» Problem set
a) Answer these from the Seeta aur Geeta passage, one line each:
(i) Who composed the music for the film?
(ii) Which award did K. Vaikunth win?
(iii) Which actor plays Ravi?
b) Transcribe the Seeta aur Geeta passage word for word, starting at "The film became" and ending at "Kajol, in the dual roles.".
c) List every remake of the film that the Seeta aur Geeta passage names.

Seeta aur Geeta () is a 1972 Indian Hindi-language comedy-drama film, written by Salim–Javed (Salim Khan and Javed Akhtar) and directed by Ramesh Sippy. It stars Hema Malini, Dharmendra and Sanjeev Kumar in leading roles, and features music composed by R.D. Burman.

The story is about identical twins (played by Hema Malini) who are separated at birth and grow up with different temperaments. After they meet each other as adults, they swap places (like The Prince and the Pauper). The two sisters' partners in the movie are played by Dharmendra and Sanjeev Kumar, while Manorama plays the villainous aunt.

The theme of the film was inspired by Ram Aur Shyam (1967), which inspired Salim-Javed to write Seeta Aur Geeta. Ram Aur Shyam is itself a remake of the 1964 Telugu film Ramudu Bheemudu. The film subverted the formula by having the heroine eventually become the "hero" while the male lead is in a mostly supporting role. An earlier film with a similar theme was Muqabala (1942), starring Fearless Nadia.

The film became a major hit, both in India and abroad in the Soviet Union. Hema Malini won her only competitive Filmfare Best Actress Award of her career, while K. Vaikunth won the Filmfare Best Cinematographer Award. Malini was noted for the novelty of her role as Geeta, where she is rambunctious and sometimes violent.

The film was remade in other languages, which includes the Telugu film Ganga Manga (1973) and the Tamil film Vani Rani (1974), both starring Vanisri in the dual roles. Subsequent Hindi remakes of the story have been made, including Geeta Mera Naam starring Sadhana Shivdasani, Jaise Ko Taisa starring Jeetendra, ChaalBaaz starring Sridevi, Kishen Kanhaiya starring Anil Kapoor, Judwaa starring Salman Khan, Kuch Khatti Kuch Meethi starring Kajol, in the dual roles.

Plot

Seeta and Geeta (Hema Malini in a dual role) are twin girls who were separated at birth. Geeta, a feisty girl is raised in a poor neighborhood and is a street performer, while Seeta is raised by her cruel aunt Chachi and meek uncle. Chachi treats Seeta like a servant, despite the fact that the family is living off her late parents' money. Seeta's only consolation is her old grandmother, who is bound to a wheelchair.

One day, Seeta decides life is not worth living and runs away to commit suicide. She is saved but is mistaken for her identical twin Geeta and is taken to Geeta's home. Meanwhile, Seeta's aunt and uncle are frantically searching for her and find Geeta. They attempt to force Geeta to go with them but, using some of her clever tricks, she escapes them and the police who have been searching for her. She then meets Ravi (Sanjeev Kumar) and, though he also mistakes her for Seeta, she goes home with him. Ravi is surprised by this "Seeta" and the Seeta he had met previously. Geeta realizes the cruelty that Seeta has been living under and vows to teach her aunt a lesson.

» Record extracts
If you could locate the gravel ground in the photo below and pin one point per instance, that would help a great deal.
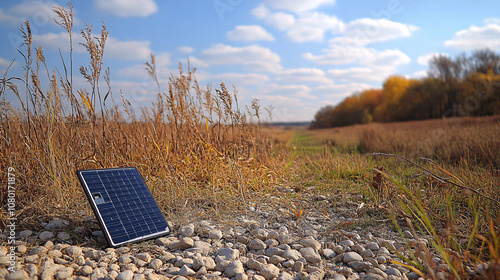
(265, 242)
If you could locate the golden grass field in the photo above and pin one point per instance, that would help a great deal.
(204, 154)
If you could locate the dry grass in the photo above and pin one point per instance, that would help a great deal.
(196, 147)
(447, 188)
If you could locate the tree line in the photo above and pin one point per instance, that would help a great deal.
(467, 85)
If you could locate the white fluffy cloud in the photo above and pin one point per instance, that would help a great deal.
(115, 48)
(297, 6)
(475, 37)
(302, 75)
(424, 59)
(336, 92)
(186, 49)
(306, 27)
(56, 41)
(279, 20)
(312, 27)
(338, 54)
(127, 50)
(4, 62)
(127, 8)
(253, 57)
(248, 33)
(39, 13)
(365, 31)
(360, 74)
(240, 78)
---
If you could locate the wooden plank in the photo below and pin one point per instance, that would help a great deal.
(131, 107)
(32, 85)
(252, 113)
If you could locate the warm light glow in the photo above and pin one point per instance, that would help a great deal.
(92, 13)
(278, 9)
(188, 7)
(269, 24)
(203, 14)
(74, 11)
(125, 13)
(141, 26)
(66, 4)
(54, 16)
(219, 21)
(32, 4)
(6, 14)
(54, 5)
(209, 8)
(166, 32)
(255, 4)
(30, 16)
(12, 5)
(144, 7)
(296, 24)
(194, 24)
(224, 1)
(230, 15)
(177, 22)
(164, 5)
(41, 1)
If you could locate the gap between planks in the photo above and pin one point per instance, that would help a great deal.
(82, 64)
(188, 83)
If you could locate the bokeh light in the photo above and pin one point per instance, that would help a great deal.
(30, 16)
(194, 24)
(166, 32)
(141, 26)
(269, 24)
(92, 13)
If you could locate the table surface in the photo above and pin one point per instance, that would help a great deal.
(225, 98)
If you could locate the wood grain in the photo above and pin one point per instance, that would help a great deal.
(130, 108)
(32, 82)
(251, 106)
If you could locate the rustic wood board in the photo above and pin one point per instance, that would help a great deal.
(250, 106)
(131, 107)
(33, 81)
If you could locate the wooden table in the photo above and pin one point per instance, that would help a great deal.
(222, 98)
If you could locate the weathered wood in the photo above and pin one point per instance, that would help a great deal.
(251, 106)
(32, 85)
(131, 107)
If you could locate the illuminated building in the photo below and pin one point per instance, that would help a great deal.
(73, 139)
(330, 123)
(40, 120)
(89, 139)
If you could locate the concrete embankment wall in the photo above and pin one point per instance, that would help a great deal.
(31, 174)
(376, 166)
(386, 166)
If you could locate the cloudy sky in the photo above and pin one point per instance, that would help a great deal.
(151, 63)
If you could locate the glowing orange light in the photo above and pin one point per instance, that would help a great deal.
==
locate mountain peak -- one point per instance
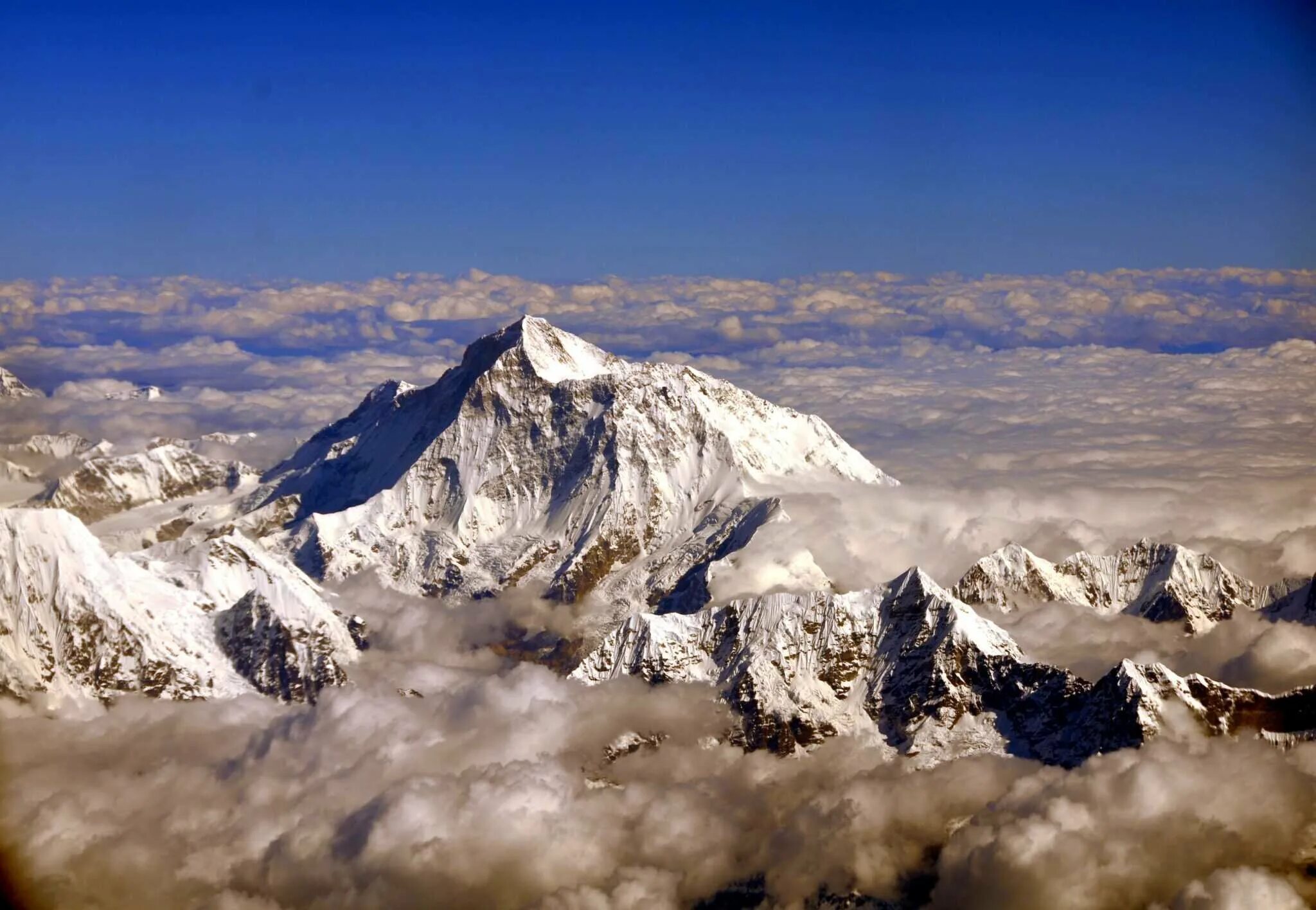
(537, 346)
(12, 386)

» Solutions to the problems
a)
(i) R.D. Burman
(ii) The Filmfare Best Cinematographer Award
(iii) Sanjeev Kumar

b)
The film became a major hit, both in India and abroad in the Soviet Union. Hema Malini won her only competitive Filmfare Best Actress Award of her career, while K. Vaikunth won the Filmfare Best Cinematographer Award. Malini was noted for the novelty of her role as Geeta, where she is rambunctious and sometimes violent.

The film was remade in other languages, which includes the Telugu film Ganga Manga (1973) and the Tamil film Vani Rani (1974), both starring Vanisri in the dual roles. Subsequent Hindi remakes of the story have been made, including Geeta Mera Naam starring Sadhana Shivdasani, Jaise Ko Taisa starring Jeetendra, ChaalBaaz starring Sridevi, Kishen Kanhaiya starring Anil Kapoor, Judwaa starring Salman Khan, Kuch Khatti Kuch Meethi starring Kajol, in the dual roles.

c)
- Ganga Manga (Telugu, 1973)
- Vani Rani (Tamil, 1974)
- Geeta Mera Naam
- Jaise Ko Taisa
- ChaalBaaz
- Kishen Kanhaiya
- Judwaa
- Kuch Khatti Kuch Meethi